Material for the task: Begin

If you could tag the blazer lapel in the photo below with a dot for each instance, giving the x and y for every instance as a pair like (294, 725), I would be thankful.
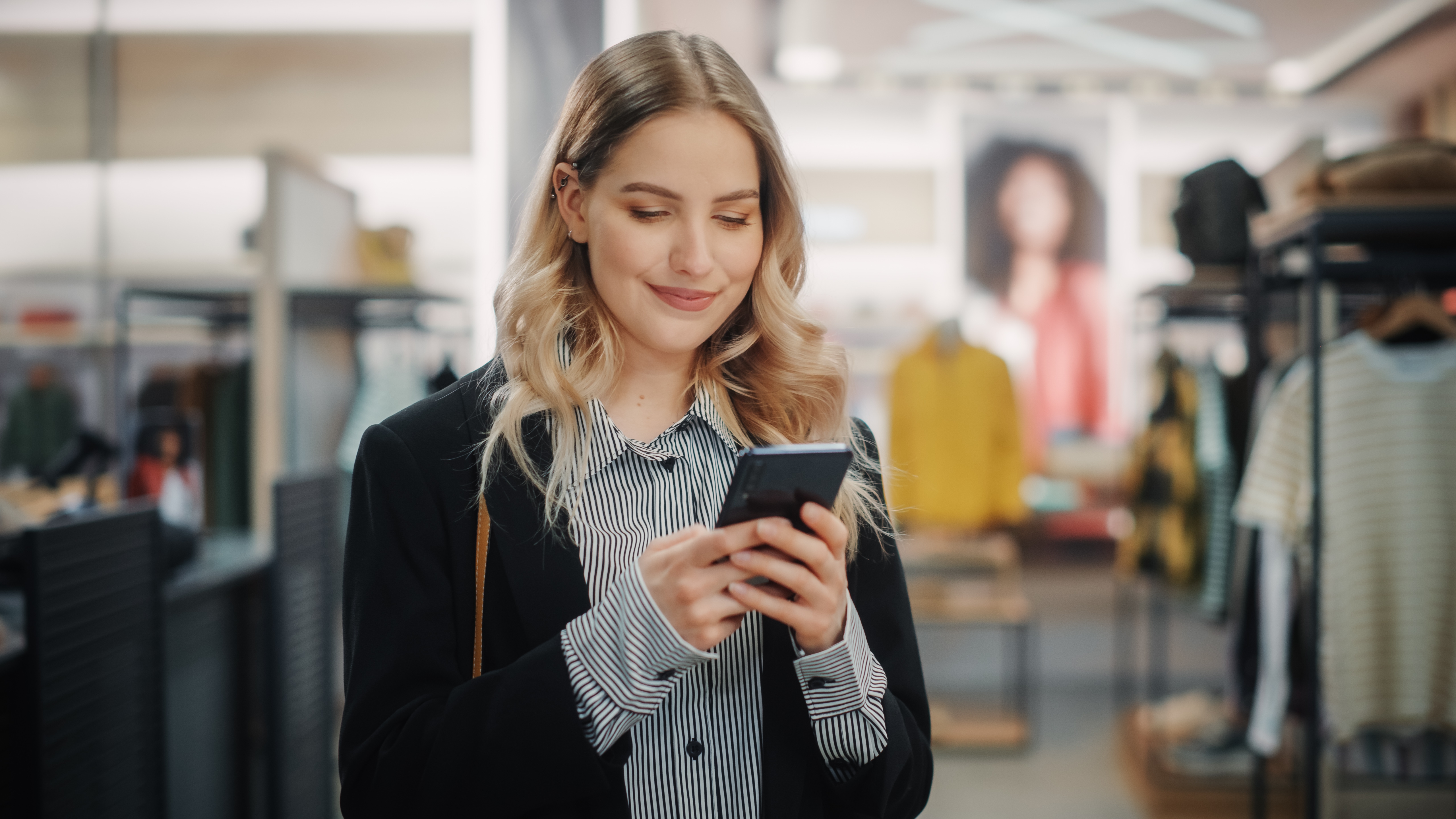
(541, 564)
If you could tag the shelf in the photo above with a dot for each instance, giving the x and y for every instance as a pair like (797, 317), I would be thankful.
(1394, 219)
(1192, 302)
(959, 729)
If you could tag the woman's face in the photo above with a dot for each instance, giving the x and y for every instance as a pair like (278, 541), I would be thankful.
(672, 228)
(1036, 206)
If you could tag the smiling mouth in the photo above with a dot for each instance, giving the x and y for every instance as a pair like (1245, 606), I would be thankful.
(685, 299)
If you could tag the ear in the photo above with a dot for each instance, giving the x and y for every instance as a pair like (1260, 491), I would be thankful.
(570, 200)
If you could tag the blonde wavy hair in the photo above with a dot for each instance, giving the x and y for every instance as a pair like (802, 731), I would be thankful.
(768, 369)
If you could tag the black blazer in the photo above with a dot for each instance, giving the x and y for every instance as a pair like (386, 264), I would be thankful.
(421, 738)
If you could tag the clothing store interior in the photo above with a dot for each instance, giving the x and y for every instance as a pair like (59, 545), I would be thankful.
(1161, 560)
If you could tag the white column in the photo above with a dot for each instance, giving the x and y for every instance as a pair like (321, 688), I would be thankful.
(488, 108)
(619, 21)
(1122, 258)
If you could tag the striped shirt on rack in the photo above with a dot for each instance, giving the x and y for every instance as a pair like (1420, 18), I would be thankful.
(695, 717)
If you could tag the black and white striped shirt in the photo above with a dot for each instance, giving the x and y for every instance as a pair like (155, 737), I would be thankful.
(695, 717)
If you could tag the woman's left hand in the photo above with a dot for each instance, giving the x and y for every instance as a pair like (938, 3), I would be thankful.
(816, 576)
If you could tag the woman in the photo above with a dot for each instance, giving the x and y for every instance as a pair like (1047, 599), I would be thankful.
(648, 330)
(1036, 232)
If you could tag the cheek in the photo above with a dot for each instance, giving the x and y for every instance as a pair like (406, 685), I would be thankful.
(619, 256)
(740, 260)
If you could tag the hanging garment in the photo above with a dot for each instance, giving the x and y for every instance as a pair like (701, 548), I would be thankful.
(391, 382)
(1276, 613)
(229, 454)
(1388, 569)
(1215, 461)
(954, 439)
(1164, 483)
(41, 422)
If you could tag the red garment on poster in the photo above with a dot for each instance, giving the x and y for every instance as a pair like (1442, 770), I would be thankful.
(1069, 396)
(146, 477)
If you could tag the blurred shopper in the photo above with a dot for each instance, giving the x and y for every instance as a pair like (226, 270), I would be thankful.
(167, 473)
(619, 662)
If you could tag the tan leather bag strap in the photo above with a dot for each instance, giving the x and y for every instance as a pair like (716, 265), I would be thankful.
(483, 547)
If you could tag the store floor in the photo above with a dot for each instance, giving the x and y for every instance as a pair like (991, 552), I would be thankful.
(1072, 766)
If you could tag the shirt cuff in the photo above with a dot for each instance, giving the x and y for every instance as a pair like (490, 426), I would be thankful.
(624, 659)
(845, 677)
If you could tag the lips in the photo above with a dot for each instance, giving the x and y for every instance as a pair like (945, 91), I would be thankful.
(685, 299)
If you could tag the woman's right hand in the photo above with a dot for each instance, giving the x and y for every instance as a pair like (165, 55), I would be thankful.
(689, 581)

Material for the task: End

* Activity
Omitting the pictures, copy each record above exactly as it stands.

* Task answer
If you could tag the blazer lapel in the photo below with a dot for each instance, giving the x and y for every instance as a pair like (294, 725), I would be thankful.
(541, 564)
If you could tag the shelf in the photo above with a dot for each instance, giving the x and y for every instance as a pair like (797, 317), I would be thankful.
(1394, 219)
(1192, 302)
(959, 729)
If you could tag the woman's face in the photo above with a dot for each instance, giving the x and y for every instance as a pair like (278, 541), I would be thankful.
(672, 228)
(1036, 206)
If you could tag the smiling mouth in the photo above with a dot for each instance, giving the x and y for every instance as a pair like (1245, 606), I would be thankful.
(685, 299)
If you could tag the ear in the photo above with a dot for each instance, giving the x and y for every instance as a pair like (1260, 491), I would be thankful.
(570, 200)
If you could tag the blonde wavy hair in the photo above with a dot for each instance, giving the x and y for every instance as a pair like (802, 731), I would be thankful.
(768, 369)
If you could tag the black blazer in the photo above with a dot for each instance, giving the x and y for every instance as a pair like (386, 264), I would be thankful.
(421, 738)
If you could tag the clothing store interior in the photo above with a dot for each instance, giving the x and y for every instance as a pair like (59, 545), I would be thankful.
(1161, 560)
If you could tag the white column in the photo above with a dot for each instance, giving the x and y for every instance as a pair like (321, 688), I would be thankful.
(488, 108)
(619, 21)
(1122, 258)
If you could tag the striped shirt on rack in the photo above with a dot for each instance, giving the x and y for every instance as a pair like (1420, 18), I would be thankful.
(695, 717)
If you could tag the black and white striped shirt in the photo above with a dot for each instance, giving the x and y for every instance as a pair like (155, 737), I would be thankful.
(695, 717)
If you could tag the woman's left hand in the photo above with a dot for each instance, giving the x and y for every instance as a pair like (938, 3), I would be thankful.
(816, 576)
If you could tag the woman in the photo above with a dot for each instance, giving the x and y for every instance as a pair like (1047, 599), I would be thankful.
(648, 330)
(1036, 232)
If you could tag the cheek in the photo above with a dot for each instance, giving the x and y for every instance as a pair like (406, 685), I would be thankful.
(619, 256)
(740, 260)
If you could tag the hanging garment in the photo above with a dot for each instance, giving the x and y for every instance as a pair like (701, 548), I would be thankful.
(391, 382)
(1276, 613)
(229, 454)
(1388, 569)
(1215, 461)
(954, 439)
(1164, 483)
(41, 422)
If you could tag the red garment on poster in the photo above with a dot for each instance, giving the x and y for every instance as a pair like (1442, 770), I would be thankful.
(1069, 396)
(146, 477)
If you could tag the blurred shopper in the photo above with a dot for each instance, giving the x and y for every instance as a pair like (226, 270), I would be thankful.
(167, 473)
(619, 662)
If you could tag the tan leather bag strap in the photo above with a dot for each instance, giving the x and y for every instance as a pair like (716, 265), I would be thankful.
(483, 547)
If you could tag the store floor in the photo above with a dot for each instance, giving the x and y for every instance as a pair like (991, 552), I would be thankful.
(1072, 766)
If you could tag the shirt cuff in the photo above with a dot for each instance, giving the x and y for every instance as a pair like (490, 426), I would be thankful.
(624, 659)
(845, 677)
If you could tag the lips in the photo above with a dot for each instance, giving the x and y for every instance as a pair like (945, 91), I would be thankful.
(685, 299)
If you could tag the woman's right hand in the photo above with a dot for each instance, giving the x and y for every instance as a pair like (165, 55), I would be thankful.
(689, 581)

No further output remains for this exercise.